Até o início dos anos 1980, a União Soviética havia montado mais de 130 empresas em países capitalistas do Ocidente (tanto nos países "centrais" quanto nos países dependentes) (10). A maior parte destas empresas foi criada na década de 1970. Algumas tinham sido criadas ainda na década de 1920, com um papel de auxílio ao comércio externo da URSS, mas tiveram, agora, suas atividades reorientadas para abarcar diversas esferas da economia, inclusive a da produção. Entre estas empresas de capital soviético no Ocidente, se destacam sete bancos que operam em grandes centros financeiros como Londres, Paris, Viena, Zurique e Luxemburgo. Estes bancos passaram a operar ativamente no chamado "mercado do eurodólar" na Europa a partir da década de 1960, participando, inclusive, de inúmeras operações de empréstimo para o Brasil em conjunto com grandes bancos capitalistas ocidentais. Nesta base os ativos dos bancos soviéticos no Ocidente pularam de 222 milhões de dólares em 1958 para 8,7 bilhões em 1978.

Do ponto de vista das relações de comércio da URSS com o exterior, também foram implementadas uma série de mudanças. Foram tomadas seguidas medidas para "descentralizar" o monopólio estatal do comércio exterior. Assim, o número de empresas especializadas vinculadas ao Ministério do Comércio Exterior para operar no mercado mundial foi ampliado inicialmente para 45 no final da década de 1970, e logo depois para 60. Mas esta descentralização ainda se deu nos marcos da manutenção do monopólio estatal do intercâmbio econômico com o exterior.

Durante o período de Brejnev, a União Soviética procurou se constituir em pólo alternativo, no mercado mundial, aos três "centros" do capitalismo ocidental – Estados Unidos, Europa Ocidental e Japão. Neste sentido, ela procurou explorar conflitos políticos nos países capitalistas dependentes que questionassem a hegemonia destes centros, procurando abrir mercado para os seus próprios investimentos. Isto a levou a recorrer, em grande medida, a apoios e ações militares para a abertura de mercados, sob a bandeira de um pretenso "antiimperialismo". Mas o fato é que o seu atraso econômico e tecnológico em relação às potências imperialistas ocidentais, fora do âmbito militar, tornava difícil a consolidação das posições soviéticas no mercado mundial.

Além da perda de importantes "aliados", como Egito e Iraque, este quadro criava situações muito incômodas para a URSS, como a de Angola, onde armas soviéticas nas mãos de tropas cubanas protegem o patrimônio de grandes empresas petrolíferas norte-americanas contra ataques de grupos contra-revolucionários financiados pelos governos dos Estados Unidos e da Africa do Sul! No início dos anos 1980, a URSS vinha claramente perdendo posições no mercado mundial – sobretudo em relação ao grande ascenso do Japão e da própria Europa Ocidental – e se sentia sufocada pelo peso da sua corrida armamentista com o imperialismo norte-americano.

********************

#### Requisitos:
(a) Transcreva, do trecho sobre a economia soviética, a parte que se inicia com as palavras "Durante o período" e se encerra com "no mercado mundial.".
(b) Liste todos os centros financeiros citados no trecho sobre a economia soviética como locais onde operam os bancos de capital soviético.

#### Linhas fornecidas:
********************

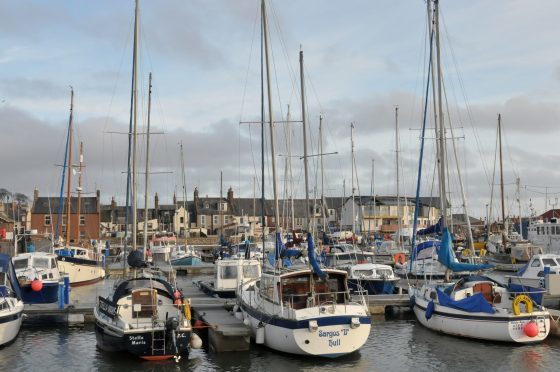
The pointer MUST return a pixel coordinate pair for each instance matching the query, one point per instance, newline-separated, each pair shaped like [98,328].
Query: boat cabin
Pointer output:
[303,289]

********************

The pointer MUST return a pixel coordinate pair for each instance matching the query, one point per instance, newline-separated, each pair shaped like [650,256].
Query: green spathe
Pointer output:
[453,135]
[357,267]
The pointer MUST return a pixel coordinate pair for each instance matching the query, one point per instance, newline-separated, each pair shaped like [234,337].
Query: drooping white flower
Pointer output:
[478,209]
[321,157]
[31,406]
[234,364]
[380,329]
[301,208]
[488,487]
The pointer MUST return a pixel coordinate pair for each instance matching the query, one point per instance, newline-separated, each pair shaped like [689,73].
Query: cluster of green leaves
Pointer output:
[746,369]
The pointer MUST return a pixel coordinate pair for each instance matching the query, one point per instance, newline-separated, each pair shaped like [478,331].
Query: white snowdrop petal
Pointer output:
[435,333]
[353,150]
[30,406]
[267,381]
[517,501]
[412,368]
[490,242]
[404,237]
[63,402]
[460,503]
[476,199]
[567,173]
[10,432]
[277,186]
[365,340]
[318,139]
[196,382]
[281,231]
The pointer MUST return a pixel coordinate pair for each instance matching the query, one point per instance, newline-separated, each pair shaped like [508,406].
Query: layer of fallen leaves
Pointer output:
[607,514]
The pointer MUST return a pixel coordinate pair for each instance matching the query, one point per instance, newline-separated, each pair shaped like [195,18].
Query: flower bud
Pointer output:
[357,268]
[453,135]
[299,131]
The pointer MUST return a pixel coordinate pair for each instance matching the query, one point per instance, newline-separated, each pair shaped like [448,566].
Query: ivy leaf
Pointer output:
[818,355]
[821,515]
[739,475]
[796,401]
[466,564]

********************

#### Respostas em ordem:
(a)
Durante o período de Brejnev, a União Soviética procurou se constituir em pólo alternativo, no mercado mundial, aos três "centros" do capitalismo ocidental – Estados Unidos, Europa Ocidental e Japão. Neste sentido, ela procurou explorar conflitos políticos nos países capitalistas dependentes que questionassem a hegemonia destes centros, procurando abrir mercado para os seus próprios investimentos. Isto a levou a recorrer, em grande medida, a apoios e ações militares para a abertura de mercados, sob a bandeira de um pretenso "antiimperialismo". Mas o fato é que o seu atraso econômico e tecnológico em relação às potências imperialistas ocidentais, fora do âmbito militar, tornava difícil a consolidação das posições soviéticas no mercado mundial.

(b) Londres, Paris, Viena, Zurique e Luxemburgo.